■ Short problem ■
Copy out, unchanged, the part of the data below that opens with the line containing "clipboard -> box" and closes with the line containing "(522, 277), (557, 308)", including both of those lines.

■ Listed entries ■
□ □ □ □
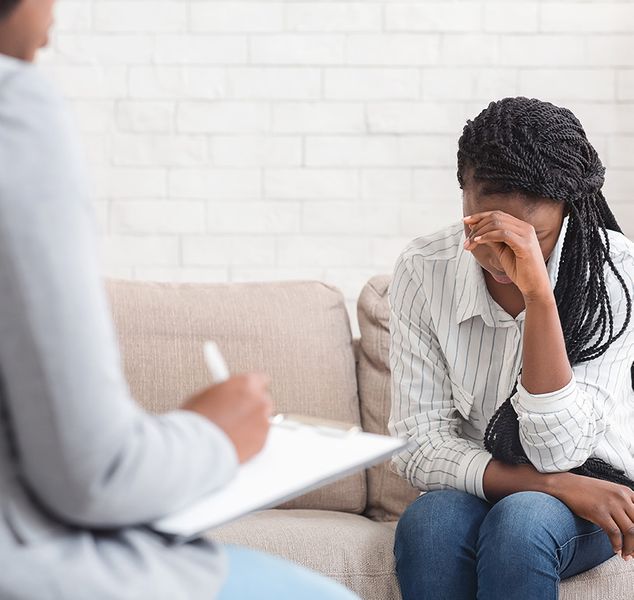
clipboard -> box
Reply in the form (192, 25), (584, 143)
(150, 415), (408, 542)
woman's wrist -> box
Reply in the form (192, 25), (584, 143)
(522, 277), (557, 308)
□ □ □ □
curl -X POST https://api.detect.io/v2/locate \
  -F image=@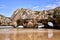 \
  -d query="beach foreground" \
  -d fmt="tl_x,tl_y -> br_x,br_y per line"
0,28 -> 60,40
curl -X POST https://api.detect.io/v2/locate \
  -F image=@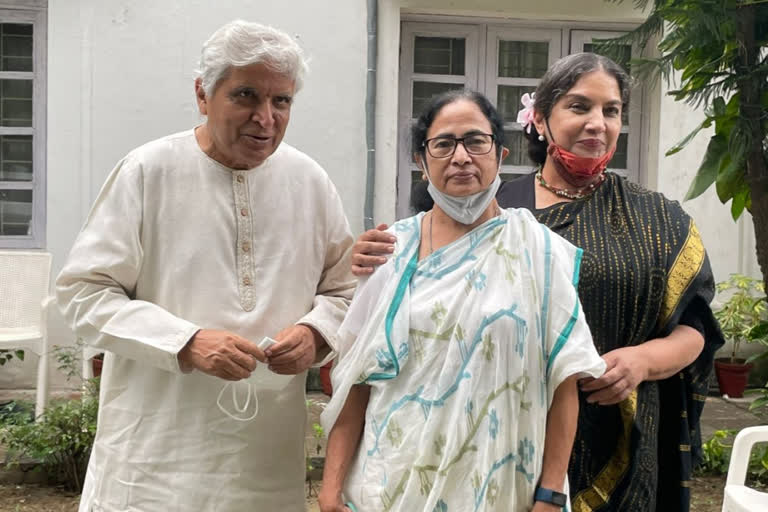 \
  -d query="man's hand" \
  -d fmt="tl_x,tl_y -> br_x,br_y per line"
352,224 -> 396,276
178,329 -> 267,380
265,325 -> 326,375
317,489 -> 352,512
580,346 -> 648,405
□ □ □ □
■ The output ■
clipboard -> box
Reply in the form (192, 25), (584, 143)
(150, 415), (408, 542)
woman's wrist -> box
Reply in the form (192, 25), (584, 143)
(522, 277), (557, 308)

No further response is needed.